• _Raw items_
"""

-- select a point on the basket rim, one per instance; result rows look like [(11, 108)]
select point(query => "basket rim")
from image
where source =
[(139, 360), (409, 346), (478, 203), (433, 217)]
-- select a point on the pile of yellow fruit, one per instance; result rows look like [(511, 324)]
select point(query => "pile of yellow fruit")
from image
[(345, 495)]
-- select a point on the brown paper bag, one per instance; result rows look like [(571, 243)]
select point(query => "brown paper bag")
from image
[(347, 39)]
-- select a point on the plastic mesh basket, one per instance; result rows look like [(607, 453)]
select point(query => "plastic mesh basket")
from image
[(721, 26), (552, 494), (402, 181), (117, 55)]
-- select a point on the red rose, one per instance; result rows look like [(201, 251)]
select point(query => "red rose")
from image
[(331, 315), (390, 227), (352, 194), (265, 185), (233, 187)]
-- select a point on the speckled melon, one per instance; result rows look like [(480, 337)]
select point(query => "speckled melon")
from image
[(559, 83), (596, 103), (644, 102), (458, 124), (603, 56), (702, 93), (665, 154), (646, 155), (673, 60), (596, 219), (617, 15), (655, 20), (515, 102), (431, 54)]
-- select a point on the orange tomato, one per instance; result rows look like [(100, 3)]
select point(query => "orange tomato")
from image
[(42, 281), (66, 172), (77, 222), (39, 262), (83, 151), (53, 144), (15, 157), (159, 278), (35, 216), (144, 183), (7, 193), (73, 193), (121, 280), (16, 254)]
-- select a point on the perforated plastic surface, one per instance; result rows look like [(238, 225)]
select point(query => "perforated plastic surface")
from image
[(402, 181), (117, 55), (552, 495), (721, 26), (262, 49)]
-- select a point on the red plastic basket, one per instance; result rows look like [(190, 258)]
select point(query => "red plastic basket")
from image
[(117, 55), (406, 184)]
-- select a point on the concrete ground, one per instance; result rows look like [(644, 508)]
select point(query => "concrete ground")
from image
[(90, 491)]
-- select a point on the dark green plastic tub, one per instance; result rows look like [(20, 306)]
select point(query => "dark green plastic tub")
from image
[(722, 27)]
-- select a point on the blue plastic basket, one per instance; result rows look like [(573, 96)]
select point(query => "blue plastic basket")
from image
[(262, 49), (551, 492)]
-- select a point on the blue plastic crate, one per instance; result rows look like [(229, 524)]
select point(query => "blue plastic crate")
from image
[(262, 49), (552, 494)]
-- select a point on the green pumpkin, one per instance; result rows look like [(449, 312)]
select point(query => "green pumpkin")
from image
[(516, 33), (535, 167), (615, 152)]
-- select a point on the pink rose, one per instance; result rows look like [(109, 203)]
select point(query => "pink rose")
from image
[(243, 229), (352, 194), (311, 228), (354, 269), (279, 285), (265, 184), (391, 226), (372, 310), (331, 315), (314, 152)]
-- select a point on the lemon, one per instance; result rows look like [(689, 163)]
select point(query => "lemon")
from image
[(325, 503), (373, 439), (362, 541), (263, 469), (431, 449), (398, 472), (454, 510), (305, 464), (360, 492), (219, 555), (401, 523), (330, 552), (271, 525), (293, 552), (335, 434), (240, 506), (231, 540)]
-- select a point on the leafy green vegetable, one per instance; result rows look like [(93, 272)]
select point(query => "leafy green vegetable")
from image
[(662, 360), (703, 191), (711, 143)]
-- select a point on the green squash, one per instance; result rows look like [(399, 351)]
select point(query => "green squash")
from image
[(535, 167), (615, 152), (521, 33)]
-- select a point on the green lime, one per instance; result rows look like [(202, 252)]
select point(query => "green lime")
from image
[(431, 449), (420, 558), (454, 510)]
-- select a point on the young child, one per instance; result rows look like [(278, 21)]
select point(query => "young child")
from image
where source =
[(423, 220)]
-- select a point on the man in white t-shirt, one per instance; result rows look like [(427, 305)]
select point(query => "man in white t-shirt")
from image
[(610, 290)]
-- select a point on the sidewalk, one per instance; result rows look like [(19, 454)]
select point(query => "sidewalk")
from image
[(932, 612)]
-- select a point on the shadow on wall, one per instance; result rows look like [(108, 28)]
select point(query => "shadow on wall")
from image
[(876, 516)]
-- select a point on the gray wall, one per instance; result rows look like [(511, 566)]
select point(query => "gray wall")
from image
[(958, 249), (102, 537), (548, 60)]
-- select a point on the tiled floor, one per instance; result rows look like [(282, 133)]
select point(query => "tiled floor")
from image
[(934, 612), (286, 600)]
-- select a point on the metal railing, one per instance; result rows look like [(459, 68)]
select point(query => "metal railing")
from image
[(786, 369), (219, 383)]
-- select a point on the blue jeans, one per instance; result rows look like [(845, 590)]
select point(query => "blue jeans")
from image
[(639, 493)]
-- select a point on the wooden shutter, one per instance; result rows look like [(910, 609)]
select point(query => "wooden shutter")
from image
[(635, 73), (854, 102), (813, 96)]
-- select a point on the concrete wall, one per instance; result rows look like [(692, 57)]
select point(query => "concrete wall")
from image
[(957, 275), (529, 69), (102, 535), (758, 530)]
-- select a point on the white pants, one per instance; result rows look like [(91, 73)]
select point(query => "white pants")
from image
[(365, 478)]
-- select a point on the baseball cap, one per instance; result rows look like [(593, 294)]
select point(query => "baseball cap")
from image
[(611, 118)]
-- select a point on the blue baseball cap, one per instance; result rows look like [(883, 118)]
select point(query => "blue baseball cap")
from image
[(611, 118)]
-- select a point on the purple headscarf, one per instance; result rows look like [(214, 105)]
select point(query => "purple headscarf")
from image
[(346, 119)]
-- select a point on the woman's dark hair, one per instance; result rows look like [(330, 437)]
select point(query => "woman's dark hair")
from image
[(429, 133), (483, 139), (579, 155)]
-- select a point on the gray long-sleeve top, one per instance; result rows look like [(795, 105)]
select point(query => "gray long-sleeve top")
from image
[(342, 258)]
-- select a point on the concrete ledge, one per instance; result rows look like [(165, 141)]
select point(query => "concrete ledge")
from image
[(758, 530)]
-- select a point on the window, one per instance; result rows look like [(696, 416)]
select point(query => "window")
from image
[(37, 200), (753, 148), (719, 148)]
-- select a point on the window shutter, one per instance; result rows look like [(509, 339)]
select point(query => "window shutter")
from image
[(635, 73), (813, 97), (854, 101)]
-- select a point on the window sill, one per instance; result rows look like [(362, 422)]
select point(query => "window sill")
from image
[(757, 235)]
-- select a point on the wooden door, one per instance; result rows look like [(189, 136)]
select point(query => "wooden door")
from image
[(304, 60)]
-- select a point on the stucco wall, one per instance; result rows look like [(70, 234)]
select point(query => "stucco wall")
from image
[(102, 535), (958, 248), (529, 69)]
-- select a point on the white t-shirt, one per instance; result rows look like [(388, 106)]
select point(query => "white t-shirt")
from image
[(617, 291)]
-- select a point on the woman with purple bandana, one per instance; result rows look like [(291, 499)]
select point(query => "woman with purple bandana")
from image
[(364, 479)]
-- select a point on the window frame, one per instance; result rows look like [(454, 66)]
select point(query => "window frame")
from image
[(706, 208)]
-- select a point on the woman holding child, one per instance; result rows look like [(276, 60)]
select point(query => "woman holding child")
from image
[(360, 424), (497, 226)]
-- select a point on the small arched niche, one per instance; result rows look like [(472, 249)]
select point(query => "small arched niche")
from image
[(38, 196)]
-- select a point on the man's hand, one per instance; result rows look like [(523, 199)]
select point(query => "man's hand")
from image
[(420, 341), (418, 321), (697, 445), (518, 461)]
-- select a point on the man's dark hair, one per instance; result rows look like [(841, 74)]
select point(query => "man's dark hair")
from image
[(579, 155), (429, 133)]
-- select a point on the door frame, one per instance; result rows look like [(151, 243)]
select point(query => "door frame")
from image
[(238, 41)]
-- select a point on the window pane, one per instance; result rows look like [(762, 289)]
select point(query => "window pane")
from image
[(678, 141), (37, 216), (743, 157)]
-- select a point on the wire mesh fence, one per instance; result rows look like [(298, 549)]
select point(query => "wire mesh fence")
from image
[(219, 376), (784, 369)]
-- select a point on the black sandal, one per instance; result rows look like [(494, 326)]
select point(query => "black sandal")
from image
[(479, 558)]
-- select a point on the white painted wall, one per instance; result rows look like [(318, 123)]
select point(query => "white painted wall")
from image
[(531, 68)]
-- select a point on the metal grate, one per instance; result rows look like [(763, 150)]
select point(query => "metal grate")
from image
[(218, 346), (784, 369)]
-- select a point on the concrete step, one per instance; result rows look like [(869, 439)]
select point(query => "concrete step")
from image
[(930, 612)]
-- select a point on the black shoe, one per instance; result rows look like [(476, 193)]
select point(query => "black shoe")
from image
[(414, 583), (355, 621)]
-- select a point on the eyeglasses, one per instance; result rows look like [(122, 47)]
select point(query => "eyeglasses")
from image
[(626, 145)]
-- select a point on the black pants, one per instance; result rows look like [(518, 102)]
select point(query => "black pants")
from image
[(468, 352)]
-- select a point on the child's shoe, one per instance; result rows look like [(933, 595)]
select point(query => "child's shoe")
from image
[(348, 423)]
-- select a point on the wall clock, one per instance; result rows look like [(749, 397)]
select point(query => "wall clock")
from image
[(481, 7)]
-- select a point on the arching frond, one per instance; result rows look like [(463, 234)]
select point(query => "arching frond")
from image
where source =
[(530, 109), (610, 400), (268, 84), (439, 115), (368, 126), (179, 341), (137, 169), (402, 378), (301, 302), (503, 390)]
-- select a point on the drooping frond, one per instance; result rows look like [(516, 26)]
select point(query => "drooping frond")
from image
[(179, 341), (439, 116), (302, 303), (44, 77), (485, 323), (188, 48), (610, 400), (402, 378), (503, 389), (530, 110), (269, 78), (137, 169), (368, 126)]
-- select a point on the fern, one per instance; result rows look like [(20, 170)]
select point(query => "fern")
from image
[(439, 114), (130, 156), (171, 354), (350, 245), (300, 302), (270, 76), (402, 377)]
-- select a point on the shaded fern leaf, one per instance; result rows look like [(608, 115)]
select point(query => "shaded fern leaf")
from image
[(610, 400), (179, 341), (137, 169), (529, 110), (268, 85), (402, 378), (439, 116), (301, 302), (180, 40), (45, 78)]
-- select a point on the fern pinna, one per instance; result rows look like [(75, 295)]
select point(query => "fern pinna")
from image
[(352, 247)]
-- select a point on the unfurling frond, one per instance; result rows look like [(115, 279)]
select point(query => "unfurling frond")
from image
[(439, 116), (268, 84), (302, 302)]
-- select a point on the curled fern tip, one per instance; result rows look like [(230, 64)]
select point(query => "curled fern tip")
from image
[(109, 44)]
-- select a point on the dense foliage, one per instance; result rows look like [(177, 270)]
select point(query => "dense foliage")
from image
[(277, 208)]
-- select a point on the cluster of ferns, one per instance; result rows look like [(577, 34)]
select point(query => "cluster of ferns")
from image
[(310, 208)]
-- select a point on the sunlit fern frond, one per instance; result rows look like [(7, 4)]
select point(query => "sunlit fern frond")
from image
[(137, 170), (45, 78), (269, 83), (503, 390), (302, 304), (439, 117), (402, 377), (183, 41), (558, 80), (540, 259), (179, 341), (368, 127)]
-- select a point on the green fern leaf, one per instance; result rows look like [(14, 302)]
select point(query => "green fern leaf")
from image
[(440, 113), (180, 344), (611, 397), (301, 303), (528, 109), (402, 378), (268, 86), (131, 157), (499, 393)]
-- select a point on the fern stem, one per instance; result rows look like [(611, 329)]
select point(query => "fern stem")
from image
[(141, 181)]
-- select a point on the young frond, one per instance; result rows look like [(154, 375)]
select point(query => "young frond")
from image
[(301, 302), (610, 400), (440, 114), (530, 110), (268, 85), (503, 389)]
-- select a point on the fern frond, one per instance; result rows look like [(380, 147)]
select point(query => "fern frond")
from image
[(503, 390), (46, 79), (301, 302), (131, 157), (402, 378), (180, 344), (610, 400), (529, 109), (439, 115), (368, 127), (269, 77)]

"""

• _WHAT NEEDS TO BE DONE_
Rewrite the lines from the one containing "-- select a point on the blue plastic crate, one" through the one containing "[(423, 220)]", swapping "green squash" for "zucchini" and keeping everything else the same.

• _EXERCISE RESPONSE_
-- select a point on the blue plastic crate, one per instance; result rows look like [(229, 524)]
select point(query => "blue plastic crate")
from image
[(262, 49), (552, 494)]
-- select a point on the green pumpkin, one per instance; result rows look like [(449, 312)]
select point(query => "green pumpkin")
from image
[(516, 33), (535, 167), (615, 152)]
-- select a point on the pink rose, one per instance; result rows look like [(109, 203)]
select point(query => "pink rose")
from image
[(243, 229), (352, 194), (311, 228), (354, 269), (279, 285), (265, 184), (391, 226), (372, 310), (331, 315), (314, 152)]
-- select a point on the lemon, one per instance; result rows look like [(689, 163)]
select point(query => "lemon")
from image
[(325, 503), (373, 439), (362, 541), (263, 469), (431, 449), (398, 472), (454, 510), (305, 464), (360, 492), (219, 555), (401, 523), (330, 552), (271, 525), (293, 552), (335, 434), (240, 506), (231, 540)]
-- select a point on the leafy green vegetable, one per instance; result rows look like [(93, 272)]
select point(query => "leafy green vegetable")
from image
[(662, 360), (703, 191), (711, 143)]
-- select a point on the zucchini, one per instance; result rows look like [(399, 351)]
select point(query => "zucchini")
from image
[(535, 167), (615, 152), (521, 33)]
-- select a point on the green lime, one per instance; result rows look like [(202, 252)]
select point(query => "green lime")
from image
[(431, 449), (420, 558), (454, 510)]
-- select a point on the young child, one per instance; result rows look like [(278, 21)]
select point(query => "young child")
from image
where source =
[(423, 220)]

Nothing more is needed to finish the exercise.